By Darby Turnbull
Shortly after their very fine revival of Beyond the Neck Theatreworks returns to Tom Holloway’s oeuvre with his 2008 play Red Sky Morning, which will also tour regional Victoria.
Through interconnected, verse-like monologues, Holloway the undercurrents of violence simmering behind the facades of unassuming ‘ordinary’ Australians. This time the violence is turned inward as each character will idealise an act of annihilation; to the self, the body or property. They’re equally incapable of reaching each other; their desolation makes the balm as inaccessible as the destruction. Isolated not just within their own family, but in their country town where everybody knows everybody and your foibles are on display for all to see. As he did in Beyond the Neck, Holloway vividly captures the rot at the core of Australian Suburban values; they’ve done their part; they have the business, the house, the kid; they’re living the dream, so why are they so miserable? Is it the toll they have to pay for the violence their lives are built on?
Father (Alpha Kargbo), mother (Emma Choy) and daughter (Izabella Day) are all occupying the same house; disassociated from each other; but not enough to desire that they weren’t. The man is suicidally depressed, the woman is an alcoholic, and their daughter is absorbing their pain whilst also trying to navigate her own adolescence. Holloway’s lacerating prose is embodied by three exceptional performers who deliver their wrought testimonials like they have to be forced out of them, like a back-alley operation without an anaesthetic.
Director Lyall Brooks (assisted by Seon Williams) stages the piece with forensic stasis, building upon the texts’ frequent references to dreams, the production evokes a symbiotic nightmare with the actor’s bodies and movement frequently acting in opposition to the banality of their actions. It’s a choice that makes for some striking images, such as the climax when they seemingly lose bodily autonomy and have to hold on to the set for dear life. Harry Gill’s stark, narrow platform, divided by metal poles is very effective at containing the characters and builds tension as they prowl around each other in close proximity; though it does occasionally feel like they’re in a suburban pole dancing studio. Sidney Younger (Lighting) and Jack Burmeister (Sound and Composition), as usual do stellar work. There’s a relentlessness to the soundscape and lighting changes that speaks to the myopic grimness of the character’s existence as their senses are constantly assaulted. Special shout out to the nimbleness of Operator and Stage Manager Jade Hibbert who facilitates the pace and tone with aplomb.

- - - - -

### ABOUT THIS TASK
According to the review, who handled the lighting for the production?

[Phrase grounding data]
- - - - -

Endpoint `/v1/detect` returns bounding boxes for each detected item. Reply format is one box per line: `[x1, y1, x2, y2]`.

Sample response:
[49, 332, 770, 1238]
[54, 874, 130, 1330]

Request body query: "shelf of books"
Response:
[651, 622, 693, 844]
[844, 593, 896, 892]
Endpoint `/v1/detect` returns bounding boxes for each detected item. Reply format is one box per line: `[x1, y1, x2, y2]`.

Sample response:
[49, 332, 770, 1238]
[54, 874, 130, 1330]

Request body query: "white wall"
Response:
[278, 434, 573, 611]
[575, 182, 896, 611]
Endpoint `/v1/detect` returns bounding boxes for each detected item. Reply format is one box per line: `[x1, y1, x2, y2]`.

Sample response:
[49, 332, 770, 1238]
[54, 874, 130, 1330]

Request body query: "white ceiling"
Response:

- - - - -

### OUTPUT OF THE TASK
Sidney Younger